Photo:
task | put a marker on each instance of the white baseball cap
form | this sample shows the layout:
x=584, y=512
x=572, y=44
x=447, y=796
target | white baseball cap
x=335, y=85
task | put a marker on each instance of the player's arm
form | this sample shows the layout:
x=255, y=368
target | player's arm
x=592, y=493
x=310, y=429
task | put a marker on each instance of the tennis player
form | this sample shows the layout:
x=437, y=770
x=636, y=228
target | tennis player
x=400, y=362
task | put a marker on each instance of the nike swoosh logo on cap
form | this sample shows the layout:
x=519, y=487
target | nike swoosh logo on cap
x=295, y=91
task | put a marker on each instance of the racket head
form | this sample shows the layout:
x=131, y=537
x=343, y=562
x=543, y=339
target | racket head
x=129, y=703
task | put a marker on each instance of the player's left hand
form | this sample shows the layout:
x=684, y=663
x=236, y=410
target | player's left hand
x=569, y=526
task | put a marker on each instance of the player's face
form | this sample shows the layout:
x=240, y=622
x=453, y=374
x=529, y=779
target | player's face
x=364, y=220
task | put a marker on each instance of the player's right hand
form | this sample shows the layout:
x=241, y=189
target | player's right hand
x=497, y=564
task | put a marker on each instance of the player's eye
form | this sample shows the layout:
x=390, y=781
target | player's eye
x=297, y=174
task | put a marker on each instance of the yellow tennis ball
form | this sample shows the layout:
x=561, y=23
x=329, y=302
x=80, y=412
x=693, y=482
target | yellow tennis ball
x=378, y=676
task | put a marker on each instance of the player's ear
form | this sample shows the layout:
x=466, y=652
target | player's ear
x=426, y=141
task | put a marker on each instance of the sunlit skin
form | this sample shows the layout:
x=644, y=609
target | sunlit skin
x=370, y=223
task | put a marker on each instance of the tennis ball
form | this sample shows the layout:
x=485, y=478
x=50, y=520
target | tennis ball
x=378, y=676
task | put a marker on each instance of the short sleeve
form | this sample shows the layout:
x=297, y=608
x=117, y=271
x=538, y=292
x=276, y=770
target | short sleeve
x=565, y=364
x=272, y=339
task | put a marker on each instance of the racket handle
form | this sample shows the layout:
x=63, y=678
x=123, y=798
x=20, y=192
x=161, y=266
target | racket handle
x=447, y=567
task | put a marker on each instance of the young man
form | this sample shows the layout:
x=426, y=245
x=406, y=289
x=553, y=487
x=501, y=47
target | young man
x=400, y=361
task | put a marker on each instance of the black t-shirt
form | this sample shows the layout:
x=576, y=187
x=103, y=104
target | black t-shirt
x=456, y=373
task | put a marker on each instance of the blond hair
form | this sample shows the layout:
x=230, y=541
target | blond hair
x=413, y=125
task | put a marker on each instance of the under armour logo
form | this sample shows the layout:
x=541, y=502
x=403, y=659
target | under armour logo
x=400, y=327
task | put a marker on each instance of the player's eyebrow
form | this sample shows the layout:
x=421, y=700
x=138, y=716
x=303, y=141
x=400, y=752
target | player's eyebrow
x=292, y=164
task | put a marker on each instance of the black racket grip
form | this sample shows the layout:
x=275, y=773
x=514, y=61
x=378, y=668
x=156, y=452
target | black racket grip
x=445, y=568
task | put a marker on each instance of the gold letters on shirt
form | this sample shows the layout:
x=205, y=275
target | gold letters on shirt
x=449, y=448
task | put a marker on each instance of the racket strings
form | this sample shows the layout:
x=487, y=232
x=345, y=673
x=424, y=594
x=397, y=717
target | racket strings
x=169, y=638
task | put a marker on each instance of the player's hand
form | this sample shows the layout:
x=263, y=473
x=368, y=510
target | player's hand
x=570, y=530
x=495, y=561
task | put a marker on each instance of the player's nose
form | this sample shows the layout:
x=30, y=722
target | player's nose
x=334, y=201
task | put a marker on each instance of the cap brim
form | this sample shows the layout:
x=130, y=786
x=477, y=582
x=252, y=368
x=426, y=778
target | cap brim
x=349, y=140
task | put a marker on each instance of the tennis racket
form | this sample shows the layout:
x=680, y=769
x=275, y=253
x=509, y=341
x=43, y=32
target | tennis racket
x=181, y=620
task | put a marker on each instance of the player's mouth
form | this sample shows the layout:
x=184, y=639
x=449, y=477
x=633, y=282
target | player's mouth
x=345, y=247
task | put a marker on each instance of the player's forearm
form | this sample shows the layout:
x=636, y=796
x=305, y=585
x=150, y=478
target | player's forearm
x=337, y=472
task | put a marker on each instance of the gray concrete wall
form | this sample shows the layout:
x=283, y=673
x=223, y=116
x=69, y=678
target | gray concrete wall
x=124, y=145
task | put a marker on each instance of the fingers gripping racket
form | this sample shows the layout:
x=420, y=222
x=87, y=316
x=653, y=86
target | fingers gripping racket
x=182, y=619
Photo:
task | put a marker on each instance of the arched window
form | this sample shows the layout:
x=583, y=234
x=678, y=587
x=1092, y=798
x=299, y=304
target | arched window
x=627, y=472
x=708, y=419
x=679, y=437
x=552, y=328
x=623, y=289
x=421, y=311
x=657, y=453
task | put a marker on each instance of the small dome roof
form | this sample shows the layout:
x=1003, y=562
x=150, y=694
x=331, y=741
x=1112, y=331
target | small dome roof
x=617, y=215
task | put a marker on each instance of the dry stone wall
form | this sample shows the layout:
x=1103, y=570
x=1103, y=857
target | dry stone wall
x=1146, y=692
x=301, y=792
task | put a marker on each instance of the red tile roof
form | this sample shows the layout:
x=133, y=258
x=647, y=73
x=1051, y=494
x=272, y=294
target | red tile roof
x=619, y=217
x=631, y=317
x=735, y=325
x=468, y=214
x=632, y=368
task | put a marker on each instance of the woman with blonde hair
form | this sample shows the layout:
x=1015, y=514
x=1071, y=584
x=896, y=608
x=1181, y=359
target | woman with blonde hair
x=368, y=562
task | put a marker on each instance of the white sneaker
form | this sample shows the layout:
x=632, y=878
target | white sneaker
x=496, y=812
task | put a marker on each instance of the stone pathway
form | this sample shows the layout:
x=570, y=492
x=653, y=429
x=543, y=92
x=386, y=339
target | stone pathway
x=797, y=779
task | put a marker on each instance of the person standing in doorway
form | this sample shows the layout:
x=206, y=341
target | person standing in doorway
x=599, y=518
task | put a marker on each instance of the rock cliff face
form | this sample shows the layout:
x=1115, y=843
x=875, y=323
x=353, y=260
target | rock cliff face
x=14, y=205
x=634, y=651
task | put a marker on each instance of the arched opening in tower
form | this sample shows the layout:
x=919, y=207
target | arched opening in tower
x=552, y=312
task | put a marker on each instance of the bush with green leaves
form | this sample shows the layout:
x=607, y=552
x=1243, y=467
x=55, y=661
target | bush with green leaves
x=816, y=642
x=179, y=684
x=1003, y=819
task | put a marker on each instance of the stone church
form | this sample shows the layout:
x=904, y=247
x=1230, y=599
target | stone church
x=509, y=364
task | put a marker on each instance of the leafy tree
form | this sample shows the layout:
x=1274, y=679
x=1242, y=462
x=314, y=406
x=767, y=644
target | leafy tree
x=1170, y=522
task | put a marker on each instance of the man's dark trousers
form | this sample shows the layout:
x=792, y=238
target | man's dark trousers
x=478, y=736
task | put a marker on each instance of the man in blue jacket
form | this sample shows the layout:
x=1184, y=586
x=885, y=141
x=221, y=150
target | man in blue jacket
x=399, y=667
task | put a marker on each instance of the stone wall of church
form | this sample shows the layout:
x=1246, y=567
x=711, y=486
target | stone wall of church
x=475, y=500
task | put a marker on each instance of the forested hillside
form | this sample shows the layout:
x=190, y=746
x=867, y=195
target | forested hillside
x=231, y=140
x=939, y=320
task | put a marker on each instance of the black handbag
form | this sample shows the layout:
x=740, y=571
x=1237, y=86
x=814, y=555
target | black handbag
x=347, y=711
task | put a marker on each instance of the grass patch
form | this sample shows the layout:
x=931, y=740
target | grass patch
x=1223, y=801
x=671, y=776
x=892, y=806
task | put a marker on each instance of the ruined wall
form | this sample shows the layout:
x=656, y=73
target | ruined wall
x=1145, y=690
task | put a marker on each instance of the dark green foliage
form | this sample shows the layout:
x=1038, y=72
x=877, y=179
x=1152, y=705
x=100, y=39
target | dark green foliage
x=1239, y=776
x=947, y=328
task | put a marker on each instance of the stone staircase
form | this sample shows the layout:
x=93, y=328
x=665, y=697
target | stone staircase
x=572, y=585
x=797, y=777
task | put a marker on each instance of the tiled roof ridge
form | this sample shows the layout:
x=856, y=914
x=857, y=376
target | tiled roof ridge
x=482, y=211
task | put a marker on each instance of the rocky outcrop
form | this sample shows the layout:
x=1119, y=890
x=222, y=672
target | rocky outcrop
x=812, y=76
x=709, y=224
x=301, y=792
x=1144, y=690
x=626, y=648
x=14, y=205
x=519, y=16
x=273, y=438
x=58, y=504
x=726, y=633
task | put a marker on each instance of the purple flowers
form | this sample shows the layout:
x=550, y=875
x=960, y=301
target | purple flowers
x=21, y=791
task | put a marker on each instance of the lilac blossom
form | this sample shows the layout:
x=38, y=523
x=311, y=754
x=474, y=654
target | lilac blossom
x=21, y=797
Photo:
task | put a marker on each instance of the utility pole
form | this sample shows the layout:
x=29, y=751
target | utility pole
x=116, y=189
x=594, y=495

REQUIRED TASK:
Rewrite the listing from the line containing "the player's mouth" down to the line containing "x=368, y=562", swapping "arched window" for "round window" and leaving everything else untouched.

CORRECT OUTPUT:
task | put a marker on each instance of the player's mouth
form | this sample shows the layout:
x=184, y=639
x=449, y=477
x=633, y=282
target | player's mouth
x=345, y=247
task | put a marker on each instance of the player's forearm
form | this sample shows the layout:
x=636, y=796
x=305, y=585
x=150, y=478
target | player's forearm
x=337, y=472
task | put a marker on each instance of the gray concrete wall
form | this sample shows the layout:
x=283, y=673
x=223, y=116
x=69, y=678
target | gray concrete wall
x=124, y=145
task | put a marker on each instance of the fingers gripping racket
form | this sample shows the layout:
x=420, y=222
x=87, y=316
x=653, y=86
target | fingers gripping racket
x=182, y=619
Photo:
task | put a marker on each instance of the round window
form | this sample shows the layout:
x=583, y=234
x=678, y=587
x=1092, y=798
x=299, y=304
target | round window
x=627, y=472
x=708, y=419
x=679, y=437
x=552, y=328
x=623, y=289
x=421, y=311
x=657, y=453
task | put a marker on each instance of the small dome roof
form | this sample shows the layout:
x=1003, y=562
x=150, y=694
x=331, y=741
x=1112, y=331
target | small dome roof
x=617, y=215
task | put a marker on each instance of the dry stone wall
form | this sample shows the layout:
x=1103, y=570
x=1103, y=857
target | dry stone wall
x=1146, y=692
x=301, y=792
task | put a marker on each instance of the red tile roof
form | this sample shows the layout:
x=133, y=258
x=647, y=73
x=1051, y=494
x=272, y=294
target | red tile roof
x=619, y=217
x=631, y=317
x=735, y=325
x=468, y=214
x=632, y=368
task | put a marker on each instance of the woman with blonde hair
form | this sample shows the layout:
x=1015, y=514
x=1071, y=584
x=896, y=608
x=1181, y=359
target | woman with blonde hair
x=368, y=562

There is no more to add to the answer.